• Task set:
A – In the Zenith Bank results text, revise the part that opens with the words containing "Financial Performance" and closes with "to 7.7% y/y.", replacing "Net interest income" with "NII".
B – According to the Zenith Bank results text, by how much did the Net interest margin expand year over year, and to what level?
::: Document text
Business and Economy

Surging NII and NIR drives Zenith Bank’s impressive Q1 results

Zenith Bank (ZENITHBANK)released its unaudited Q1 24 results after the trading session on Friday, posting 269.7% y/y growth in Pre-tax profits and291.4%y/y growth in Net profits. The group’s earnings were driven by improvements in Interest income and Non-interest income, specifically trading revenues spurred by significant gains on its trading books. The stock is trading down by 10.0%y-t-d, however, we expect the results to drive positive sentiment toward the stock

Financial Performance
Earnings per share grew by 291.4% y/y following solid growth in Net interest income (+154.9% y/y) and Non-interest revenues (+273.3% y/y). The growth in Net interest income was supported by solid loan growth (+30.0% y-t-d) and increased yields on customer loans (+666bps y/y) and treasury bills (+1,002bps y/y), while a surge in trading revenues (+521.7% y/y) drove the improvements in Non-interest revenue. Interest expense rose by 157.0% y/y, driven by a 187.1% y/y increase in Interest paid on Customer deposits. The increase came as the group grew deposits by 10.7% y/y while the average interest rate paid on these deposits rose by 206bps y/y. As a result, the Cost of Funds rose by 128bps y/y to 4.0%. However, the Net interest margin expanded by 255bps y/y to 7.7% y/y.
::::::
::: Dataset content
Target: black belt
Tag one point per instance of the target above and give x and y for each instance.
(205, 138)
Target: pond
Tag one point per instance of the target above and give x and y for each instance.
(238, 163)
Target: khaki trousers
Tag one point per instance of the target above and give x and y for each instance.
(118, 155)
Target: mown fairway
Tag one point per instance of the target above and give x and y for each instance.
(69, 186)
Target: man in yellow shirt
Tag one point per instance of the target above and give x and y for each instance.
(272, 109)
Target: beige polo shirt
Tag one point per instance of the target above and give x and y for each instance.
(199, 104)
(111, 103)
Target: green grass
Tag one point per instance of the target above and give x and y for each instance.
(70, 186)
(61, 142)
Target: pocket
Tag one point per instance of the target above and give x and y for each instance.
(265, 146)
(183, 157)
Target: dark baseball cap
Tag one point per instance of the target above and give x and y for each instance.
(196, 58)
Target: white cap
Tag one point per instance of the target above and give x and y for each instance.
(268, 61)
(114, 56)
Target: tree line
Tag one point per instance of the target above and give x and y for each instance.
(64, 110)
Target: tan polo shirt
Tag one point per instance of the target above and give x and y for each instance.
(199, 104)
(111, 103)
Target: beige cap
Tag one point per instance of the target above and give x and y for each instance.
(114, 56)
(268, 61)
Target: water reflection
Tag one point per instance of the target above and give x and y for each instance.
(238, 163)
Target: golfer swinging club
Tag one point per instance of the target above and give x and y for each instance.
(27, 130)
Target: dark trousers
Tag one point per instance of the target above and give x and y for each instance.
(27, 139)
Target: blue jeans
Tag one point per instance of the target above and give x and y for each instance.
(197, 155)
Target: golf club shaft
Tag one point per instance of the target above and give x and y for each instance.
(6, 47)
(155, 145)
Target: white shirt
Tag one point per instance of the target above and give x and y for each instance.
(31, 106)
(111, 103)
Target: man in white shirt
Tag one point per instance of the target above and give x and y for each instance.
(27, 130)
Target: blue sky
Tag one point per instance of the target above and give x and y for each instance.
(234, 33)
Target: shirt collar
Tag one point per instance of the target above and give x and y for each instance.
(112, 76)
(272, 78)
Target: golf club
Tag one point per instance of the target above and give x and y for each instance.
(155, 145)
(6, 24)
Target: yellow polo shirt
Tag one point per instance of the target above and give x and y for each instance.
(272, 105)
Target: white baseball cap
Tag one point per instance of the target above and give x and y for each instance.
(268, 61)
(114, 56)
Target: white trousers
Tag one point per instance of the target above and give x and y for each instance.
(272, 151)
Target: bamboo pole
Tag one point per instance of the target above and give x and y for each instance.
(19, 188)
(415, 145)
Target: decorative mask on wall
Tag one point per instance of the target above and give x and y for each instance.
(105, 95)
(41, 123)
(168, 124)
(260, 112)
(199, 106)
::::::
• Response list:
A –
Financial Performance
Earnings per share grew by 291.4% y/y following solid growth in NII (+154.9% y/y) and Non-interest revenues (+273.3% y/y). The growth in NII was supported by solid loan growth (+30.0% y-t-d) and increased yields on customer loans (+666bps y/y) and treasury bills (+1,002bps y/y), while a surge in trading revenues (+521.7% y/y) drove the improvements in Non-interest revenue. Interest expense rose by 157.0% y/y, driven by a 187.1% y/y increase in Interest paid on Customer deposits. The increase came as the group grew deposits by 10.7% y/y while the average interest rate paid on these deposits rose by 206bps y/y. As a result, the Cost of Funds rose by 128bps y/y to 4.0%. However, the Net interest margin expanded by 255bps y/y to 7.7% y/y.

B – It expanded by 255bps y/y to 7.7%.